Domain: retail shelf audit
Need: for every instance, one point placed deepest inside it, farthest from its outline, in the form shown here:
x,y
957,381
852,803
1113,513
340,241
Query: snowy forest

┄┄┄┄┄┄┄┄┄┄┄┄┄┄┄┄┄┄┄┄

## [What you are asked to do]
Copy the listing above line for line, keeping every character, number and line break unchanged.

## [Solution for this exercise]
Domain: retail shelf audit
Need: for every instance, one point placed deepest inside it, farthest from its outline, in the form shown here:
x,y
957,381
852,803
1113,513
340,241
Query: snowy forest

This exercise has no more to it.